Nothing but the lines from the one containing "Tag shadowed forest" through the last line of the data below should be returned, each copied exactly.

Dataset excerpts
↓
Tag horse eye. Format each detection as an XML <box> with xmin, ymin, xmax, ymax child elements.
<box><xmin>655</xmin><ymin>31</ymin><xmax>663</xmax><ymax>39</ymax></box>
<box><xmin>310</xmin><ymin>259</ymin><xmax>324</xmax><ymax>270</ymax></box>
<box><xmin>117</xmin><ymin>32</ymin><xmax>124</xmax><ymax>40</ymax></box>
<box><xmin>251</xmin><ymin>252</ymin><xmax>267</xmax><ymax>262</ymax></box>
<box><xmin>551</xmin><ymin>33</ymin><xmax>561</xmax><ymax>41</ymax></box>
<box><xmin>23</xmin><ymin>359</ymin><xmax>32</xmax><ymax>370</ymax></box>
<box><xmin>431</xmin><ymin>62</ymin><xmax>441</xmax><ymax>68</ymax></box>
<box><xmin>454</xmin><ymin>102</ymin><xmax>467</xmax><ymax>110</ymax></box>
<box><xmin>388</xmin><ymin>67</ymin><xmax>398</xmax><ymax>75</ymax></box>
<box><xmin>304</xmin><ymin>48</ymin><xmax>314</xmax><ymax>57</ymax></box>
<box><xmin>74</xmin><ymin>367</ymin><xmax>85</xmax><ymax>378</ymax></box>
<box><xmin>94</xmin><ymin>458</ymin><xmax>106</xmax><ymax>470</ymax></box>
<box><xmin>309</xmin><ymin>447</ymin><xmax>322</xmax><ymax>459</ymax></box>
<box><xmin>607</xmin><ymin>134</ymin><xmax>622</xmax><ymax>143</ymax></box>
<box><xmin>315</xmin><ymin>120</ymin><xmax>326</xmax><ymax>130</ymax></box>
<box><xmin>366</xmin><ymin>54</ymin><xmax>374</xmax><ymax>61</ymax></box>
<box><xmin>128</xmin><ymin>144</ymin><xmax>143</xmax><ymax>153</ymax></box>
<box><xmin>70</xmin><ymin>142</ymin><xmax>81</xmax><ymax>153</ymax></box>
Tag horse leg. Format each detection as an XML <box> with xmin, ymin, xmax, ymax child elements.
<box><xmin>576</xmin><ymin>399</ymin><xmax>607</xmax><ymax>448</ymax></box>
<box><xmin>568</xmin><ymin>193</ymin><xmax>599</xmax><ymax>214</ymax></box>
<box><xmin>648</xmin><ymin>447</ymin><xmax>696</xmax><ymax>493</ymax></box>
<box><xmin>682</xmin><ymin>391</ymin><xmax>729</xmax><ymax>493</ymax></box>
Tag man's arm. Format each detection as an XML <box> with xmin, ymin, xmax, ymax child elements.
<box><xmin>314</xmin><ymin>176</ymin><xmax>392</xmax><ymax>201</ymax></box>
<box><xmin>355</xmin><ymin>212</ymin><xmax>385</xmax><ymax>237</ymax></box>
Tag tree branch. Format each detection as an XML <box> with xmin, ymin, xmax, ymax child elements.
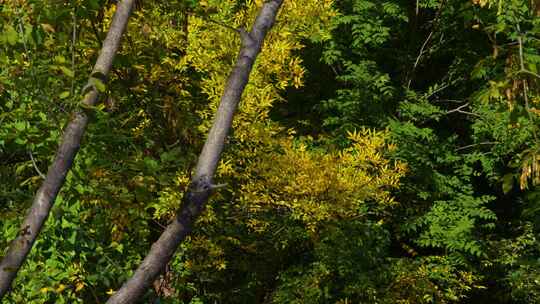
<box><xmin>519</xmin><ymin>68</ymin><xmax>540</xmax><ymax>79</ymax></box>
<box><xmin>105</xmin><ymin>1</ymin><xmax>284</xmax><ymax>303</ymax></box>
<box><xmin>28</xmin><ymin>151</ymin><xmax>46</xmax><ymax>179</ymax></box>
<box><xmin>0</xmin><ymin>0</ymin><xmax>135</xmax><ymax>298</ymax></box>
<box><xmin>71</xmin><ymin>10</ymin><xmax>77</xmax><ymax>97</ymax></box>
<box><xmin>516</xmin><ymin>27</ymin><xmax>539</xmax><ymax>141</ymax></box>
<box><xmin>445</xmin><ymin>102</ymin><xmax>482</xmax><ymax>118</ymax></box>
<box><xmin>434</xmin><ymin>99</ymin><xmax>467</xmax><ymax>103</ymax></box>
<box><xmin>407</xmin><ymin>0</ymin><xmax>447</xmax><ymax>89</ymax></box>
<box><xmin>90</xmin><ymin>17</ymin><xmax>104</xmax><ymax>47</ymax></box>
<box><xmin>455</xmin><ymin>141</ymin><xmax>499</xmax><ymax>151</ymax></box>
<box><xmin>193</xmin><ymin>12</ymin><xmax>239</xmax><ymax>33</ymax></box>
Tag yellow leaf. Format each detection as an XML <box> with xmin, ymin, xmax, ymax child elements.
<box><xmin>56</xmin><ymin>284</ymin><xmax>66</xmax><ymax>293</ymax></box>
<box><xmin>41</xmin><ymin>23</ymin><xmax>55</xmax><ymax>33</ymax></box>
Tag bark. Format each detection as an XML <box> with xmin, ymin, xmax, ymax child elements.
<box><xmin>105</xmin><ymin>1</ymin><xmax>284</xmax><ymax>303</ymax></box>
<box><xmin>0</xmin><ymin>0</ymin><xmax>135</xmax><ymax>298</ymax></box>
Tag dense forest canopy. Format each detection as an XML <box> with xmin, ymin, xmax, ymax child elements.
<box><xmin>0</xmin><ymin>0</ymin><xmax>539</xmax><ymax>303</ymax></box>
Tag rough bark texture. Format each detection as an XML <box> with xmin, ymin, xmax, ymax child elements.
<box><xmin>0</xmin><ymin>0</ymin><xmax>135</xmax><ymax>298</ymax></box>
<box><xmin>105</xmin><ymin>1</ymin><xmax>284</xmax><ymax>303</ymax></box>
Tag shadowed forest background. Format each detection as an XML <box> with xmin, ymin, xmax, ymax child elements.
<box><xmin>1</xmin><ymin>0</ymin><xmax>539</xmax><ymax>303</ymax></box>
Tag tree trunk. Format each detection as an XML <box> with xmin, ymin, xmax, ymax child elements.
<box><xmin>0</xmin><ymin>0</ymin><xmax>135</xmax><ymax>298</ymax></box>
<box><xmin>105</xmin><ymin>1</ymin><xmax>284</xmax><ymax>303</ymax></box>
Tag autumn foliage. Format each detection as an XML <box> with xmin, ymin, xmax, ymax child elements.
<box><xmin>1</xmin><ymin>0</ymin><xmax>539</xmax><ymax>303</ymax></box>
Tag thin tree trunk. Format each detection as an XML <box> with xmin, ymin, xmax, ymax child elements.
<box><xmin>105</xmin><ymin>1</ymin><xmax>284</xmax><ymax>303</ymax></box>
<box><xmin>0</xmin><ymin>0</ymin><xmax>135</xmax><ymax>298</ymax></box>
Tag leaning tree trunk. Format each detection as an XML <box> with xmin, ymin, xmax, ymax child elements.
<box><xmin>105</xmin><ymin>1</ymin><xmax>284</xmax><ymax>303</ymax></box>
<box><xmin>0</xmin><ymin>0</ymin><xmax>135</xmax><ymax>298</ymax></box>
↑
▶ [Response]:
Tag shadowed forest background. Format each detection as an XML <box> with xmin, ymin, xmax, ymax child elements.
<box><xmin>1</xmin><ymin>0</ymin><xmax>539</xmax><ymax>303</ymax></box>
Tag tree trunk. Format each detection as an XML <box> with xmin, ymin, xmax, ymax child elements.
<box><xmin>0</xmin><ymin>0</ymin><xmax>135</xmax><ymax>298</ymax></box>
<box><xmin>105</xmin><ymin>1</ymin><xmax>284</xmax><ymax>303</ymax></box>
Tag autumn foliage. Format each detection as an XML <box> with xmin, ymin, xmax, ymax child elements.
<box><xmin>1</xmin><ymin>0</ymin><xmax>539</xmax><ymax>303</ymax></box>
Tag thin tree trunk. Format each detection as an XML <box> with xmin, ymin, xmax, ymax child elements.
<box><xmin>105</xmin><ymin>1</ymin><xmax>284</xmax><ymax>303</ymax></box>
<box><xmin>0</xmin><ymin>0</ymin><xmax>135</xmax><ymax>298</ymax></box>
Tag leaning tree trunk. Format each detection as an XML <box> with xmin, ymin, xmax, ymax child elements.
<box><xmin>105</xmin><ymin>1</ymin><xmax>284</xmax><ymax>303</ymax></box>
<box><xmin>0</xmin><ymin>0</ymin><xmax>135</xmax><ymax>298</ymax></box>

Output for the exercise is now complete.